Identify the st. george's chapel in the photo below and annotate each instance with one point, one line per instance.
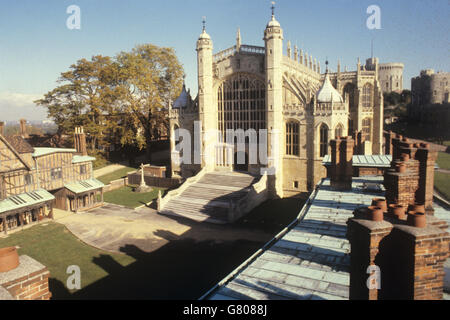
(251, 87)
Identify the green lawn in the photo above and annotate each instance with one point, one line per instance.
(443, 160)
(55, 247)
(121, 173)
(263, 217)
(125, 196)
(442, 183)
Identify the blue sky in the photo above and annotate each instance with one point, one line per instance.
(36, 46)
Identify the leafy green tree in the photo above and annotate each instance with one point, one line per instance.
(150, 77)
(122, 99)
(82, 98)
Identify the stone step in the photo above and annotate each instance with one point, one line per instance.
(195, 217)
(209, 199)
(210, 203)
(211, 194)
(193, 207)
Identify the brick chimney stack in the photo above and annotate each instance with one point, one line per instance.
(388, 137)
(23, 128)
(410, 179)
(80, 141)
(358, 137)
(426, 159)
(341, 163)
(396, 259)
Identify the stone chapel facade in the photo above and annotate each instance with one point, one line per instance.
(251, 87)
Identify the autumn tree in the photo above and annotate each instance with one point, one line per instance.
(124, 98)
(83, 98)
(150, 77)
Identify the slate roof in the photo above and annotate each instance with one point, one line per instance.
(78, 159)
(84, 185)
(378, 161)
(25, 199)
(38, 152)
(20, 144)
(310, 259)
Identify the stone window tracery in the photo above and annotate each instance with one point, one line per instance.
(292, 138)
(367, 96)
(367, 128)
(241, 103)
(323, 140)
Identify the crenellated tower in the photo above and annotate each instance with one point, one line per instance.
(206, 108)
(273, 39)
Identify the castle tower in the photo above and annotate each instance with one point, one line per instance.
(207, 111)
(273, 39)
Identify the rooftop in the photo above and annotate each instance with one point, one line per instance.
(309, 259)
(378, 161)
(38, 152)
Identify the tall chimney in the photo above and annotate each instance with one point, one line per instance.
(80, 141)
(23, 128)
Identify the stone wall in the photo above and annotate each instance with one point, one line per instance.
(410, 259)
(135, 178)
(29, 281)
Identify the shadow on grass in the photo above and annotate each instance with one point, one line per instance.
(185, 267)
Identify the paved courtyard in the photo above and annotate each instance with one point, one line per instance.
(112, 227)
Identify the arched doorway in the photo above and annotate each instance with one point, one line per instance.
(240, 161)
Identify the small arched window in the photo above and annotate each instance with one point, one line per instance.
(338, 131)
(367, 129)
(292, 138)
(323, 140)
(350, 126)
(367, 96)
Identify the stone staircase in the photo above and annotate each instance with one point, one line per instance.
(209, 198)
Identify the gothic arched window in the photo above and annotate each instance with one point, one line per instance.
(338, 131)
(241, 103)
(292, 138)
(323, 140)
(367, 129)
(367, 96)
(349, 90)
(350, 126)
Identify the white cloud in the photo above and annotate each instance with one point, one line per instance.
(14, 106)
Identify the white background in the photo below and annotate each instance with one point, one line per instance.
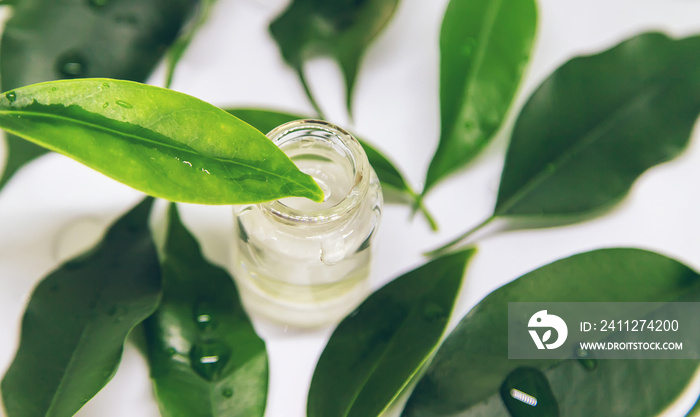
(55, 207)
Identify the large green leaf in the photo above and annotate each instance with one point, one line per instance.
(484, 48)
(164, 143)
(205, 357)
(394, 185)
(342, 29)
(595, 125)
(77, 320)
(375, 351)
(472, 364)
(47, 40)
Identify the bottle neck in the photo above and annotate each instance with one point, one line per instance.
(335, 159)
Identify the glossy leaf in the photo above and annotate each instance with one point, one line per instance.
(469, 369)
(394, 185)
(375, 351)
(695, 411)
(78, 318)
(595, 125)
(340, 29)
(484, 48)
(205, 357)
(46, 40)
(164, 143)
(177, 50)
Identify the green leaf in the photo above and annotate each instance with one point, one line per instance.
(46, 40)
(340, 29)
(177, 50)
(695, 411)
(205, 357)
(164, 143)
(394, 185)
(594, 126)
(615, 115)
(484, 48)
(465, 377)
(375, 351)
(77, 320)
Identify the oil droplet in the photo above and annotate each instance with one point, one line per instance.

ASSIGNED TASK -
Retype the listing above exactly. Pictures are not part of the copy.

SOLVED EXERCISE -
Identify the st. george's chapel in the photo below and annotate each instance with one point, one line per instance.
(251, 87)
Identify the green lawn in the photo above and annotate each instance with one point, one line per instance.
(443, 160)
(55, 247)
(121, 173)
(263, 217)
(125, 196)
(442, 183)
Identify the blue sky in the photo above and annotate each instance with one point, one line per instance.
(36, 46)
Identify the leafy green tree in the photo above and annotate each instance with one point, one line per instance.
(150, 77)
(122, 99)
(82, 98)
Identify the stone step in the photo above and annotate each instance with one point, one line per instance.
(195, 217)
(209, 199)
(210, 203)
(211, 194)
(193, 207)
Identify the brick chimney stack in the photo above and annotate each instance with one point, one line per instance.
(388, 137)
(23, 128)
(410, 179)
(80, 141)
(358, 137)
(426, 159)
(341, 163)
(396, 259)
Identify the stone chapel facade in the photo above and annotate each instance with one point, one line per instance.
(251, 87)
Identify the autumn tree in the photo above and annotate each instance with one point, one line per instance.
(124, 98)
(83, 98)
(150, 77)
Identify the slate roof in the photo above and annotate each instance with one point, one line per instance.
(78, 159)
(84, 185)
(378, 161)
(25, 199)
(38, 152)
(20, 144)
(310, 259)
Identify the stone window tracery in the photo above and annotate each instance with one point, one line per instance.
(292, 138)
(367, 96)
(367, 128)
(241, 103)
(323, 140)
Identify the crenellated tower in the photo above and annotate each instance with one point, one line per instance.
(206, 108)
(273, 39)
Identify the castle tower in the photo above and annotate each instance with one point, one line per instance.
(207, 111)
(273, 39)
Identify the rooftop in the photo above and annotate each instance with one point, one line per instance.
(309, 259)
(378, 161)
(38, 152)
Identify the tall chimney in the photo above and annotate each instance with one point, one line per instance.
(80, 141)
(23, 128)
Identify the stone wall in the photo above and annotate each instance with one point, one line per instance.
(410, 259)
(135, 178)
(29, 281)
Identify the shadow on grass in the photo above and annotate each instance with one point, one line per instance.
(185, 267)
Identify the paved courtyard in the photo above and annotate each instance with one point, one line per instance.
(112, 227)
Identify the arched doorway in the photo above and annotate each instance with one point, one line per instance.
(240, 161)
Identify the small arched window in the photo above and annotate each instance with one point, one line per instance.
(338, 131)
(367, 129)
(292, 138)
(323, 140)
(350, 126)
(367, 96)
Identify the stone staircase in the photo above and annotate each instance with one point, one line per instance.
(209, 198)
Identify the gothic arched window in the photo above and annotate each instance with one point, one line per instance.
(338, 131)
(241, 103)
(292, 138)
(323, 140)
(367, 129)
(367, 96)
(349, 90)
(350, 126)
Identify the white cloud in the photo above and annotate each instance with one point, one line per instance.
(14, 106)
Identify the white background in the photo below and annotate each instance with one point, one line per instance.
(55, 207)
Identify the large green leaf in the photo above and annotate each instance with one point, one line per instance.
(484, 48)
(164, 143)
(205, 357)
(394, 185)
(342, 29)
(595, 125)
(77, 320)
(375, 351)
(472, 364)
(47, 40)
Identify the bottle neck in the photo above and annotate each instance with one point, one line per instance.
(335, 159)
Identify the glossy leaf in the photo above and annotate each instance with one point, one line per instance.
(469, 369)
(394, 185)
(375, 351)
(695, 411)
(78, 318)
(595, 125)
(340, 29)
(484, 48)
(205, 357)
(46, 40)
(164, 143)
(177, 50)
Identify the green leaf in the photo above and annotate each instance with one point, one line per instance.
(46, 40)
(340, 29)
(177, 50)
(695, 411)
(205, 357)
(164, 143)
(394, 185)
(594, 126)
(615, 115)
(484, 48)
(465, 377)
(375, 351)
(77, 320)
Identify the oil droplet in the photo above and annotate each instance with one point, one line per instance.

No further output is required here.